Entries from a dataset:
__________________________________________________

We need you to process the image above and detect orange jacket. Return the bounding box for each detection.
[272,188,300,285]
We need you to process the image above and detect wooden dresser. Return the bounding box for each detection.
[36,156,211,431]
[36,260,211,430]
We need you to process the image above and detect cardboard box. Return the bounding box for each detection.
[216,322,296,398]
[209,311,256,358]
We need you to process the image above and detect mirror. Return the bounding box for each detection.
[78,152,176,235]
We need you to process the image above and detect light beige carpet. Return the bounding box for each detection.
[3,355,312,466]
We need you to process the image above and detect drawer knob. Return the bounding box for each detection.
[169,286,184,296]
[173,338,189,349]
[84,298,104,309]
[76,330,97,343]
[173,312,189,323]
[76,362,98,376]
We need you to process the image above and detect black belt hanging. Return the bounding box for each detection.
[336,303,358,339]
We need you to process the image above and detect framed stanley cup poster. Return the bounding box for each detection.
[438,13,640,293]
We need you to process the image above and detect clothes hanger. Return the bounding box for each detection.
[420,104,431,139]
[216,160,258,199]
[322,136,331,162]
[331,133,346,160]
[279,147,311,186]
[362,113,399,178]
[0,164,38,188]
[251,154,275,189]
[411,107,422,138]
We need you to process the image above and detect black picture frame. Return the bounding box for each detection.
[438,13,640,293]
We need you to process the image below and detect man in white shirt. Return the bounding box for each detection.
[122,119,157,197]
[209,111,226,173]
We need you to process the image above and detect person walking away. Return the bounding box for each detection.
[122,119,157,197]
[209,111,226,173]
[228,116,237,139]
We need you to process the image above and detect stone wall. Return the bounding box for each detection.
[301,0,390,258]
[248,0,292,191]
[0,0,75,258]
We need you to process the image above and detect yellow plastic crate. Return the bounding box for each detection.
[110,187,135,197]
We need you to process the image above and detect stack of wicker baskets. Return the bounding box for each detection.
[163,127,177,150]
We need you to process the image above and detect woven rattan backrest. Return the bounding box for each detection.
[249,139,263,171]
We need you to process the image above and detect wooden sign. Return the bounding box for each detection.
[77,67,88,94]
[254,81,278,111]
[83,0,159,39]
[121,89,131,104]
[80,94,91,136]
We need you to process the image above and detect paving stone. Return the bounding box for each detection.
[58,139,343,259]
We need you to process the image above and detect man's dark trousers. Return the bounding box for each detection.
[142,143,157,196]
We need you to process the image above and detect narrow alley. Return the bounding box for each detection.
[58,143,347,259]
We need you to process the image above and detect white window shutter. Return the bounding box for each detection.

__________________________________________________

What to produce:
Recast the rows above as a numbered list, omitting any blank lines.

Correct output:
1. We need you to process the image above and detect orange jacket. Return the bounding box for each detection.
2. [272,188,300,285]
3. We need you to process the image above and detect wooden dresser. Return the bounding box for each detection.
4. [36,156,211,431]
5. [36,260,211,430]
6. We need you to process the image above and detect cardboard box. Return the bounding box for each detection.
7. [216,322,296,398]
8. [209,311,256,358]
9. We need you to process the image above and detect mirror. Return the bounding box for each detection.
10. [78,152,176,235]
11. We need you to process the image above and detect light beige carpet. Return the bounding box for each detection.
12. [3,355,312,466]
13. We need you to process the image above and detect drawer knob. Return the bounding box for each detection.
14. [169,286,184,296]
15. [173,338,189,349]
16. [84,298,104,309]
17. [76,330,97,343]
18. [173,312,189,323]
19. [76,362,98,376]
20. We need you to process the image above and detect black belt hanging. Return the bounding box for each detection.
21. [336,303,358,339]
22. We need you to process the image above and detect framed stanley cup poster. Return the bounding box for each detection.
23. [438,13,640,293]
24. We need you to process the image above and detect clothes hanger. Return the bounding box for each detection.
25. [420,104,431,139]
26. [216,160,258,199]
27. [322,136,331,162]
28. [331,133,346,160]
29. [279,147,311,186]
30. [362,113,399,178]
31. [0,164,38,188]
32. [251,154,275,189]
33. [411,107,422,138]
34. We need you to process the image above and detect black picture frame. Return the bounding box for each detection.
35. [438,13,640,293]
36. We need you to process the image below and detect man in white shirt. Return the bounding box for each detection.
37. [122,119,157,197]
38. [209,111,226,173]
39. We need you to process the image above and detect person walking away. Return the bounding box for each detection.
40. [122,119,157,197]
41. [209,111,226,173]
42. [228,116,237,139]
43. We need you to process the image above and detect stone wall. Return the bounding box for each detection.
44. [301,0,390,258]
45. [248,0,292,191]
46. [0,0,75,258]
47. We need you to process the image above and detect yellow plastic crate. Return the bounding box for each detection.
48. [110,187,135,197]
49. We need you to process the image above and detect stack of wicker baskets. Return the bounding box for each detection.
50. [163,127,177,150]
51. We need you to process the image above and detect woven rattan backrest. Return the bounding box for each detection.
52. [249,139,263,171]
53. We need you to process the image above and detect wooden sign. Return the bounding box for each detection.
54. [77,67,88,94]
55. [254,81,278,111]
56. [83,0,159,39]
57. [121,89,131,104]
58. [80,94,91,136]
59. We need you to process the image above and detect paving stone. Return the bounding box for each detection.
60. [58,139,343,259]
61. We need you to process the image above and detect man's dark trousers. Return the bounding box for each detection.
62. [142,143,157,196]
63. We need you to process the image above and detect narrow alley. Return the bounding box for each detection.
64. [58,143,347,259]
65. We need you to process the image above and detect white window shutter. Return the bounding box for each detection.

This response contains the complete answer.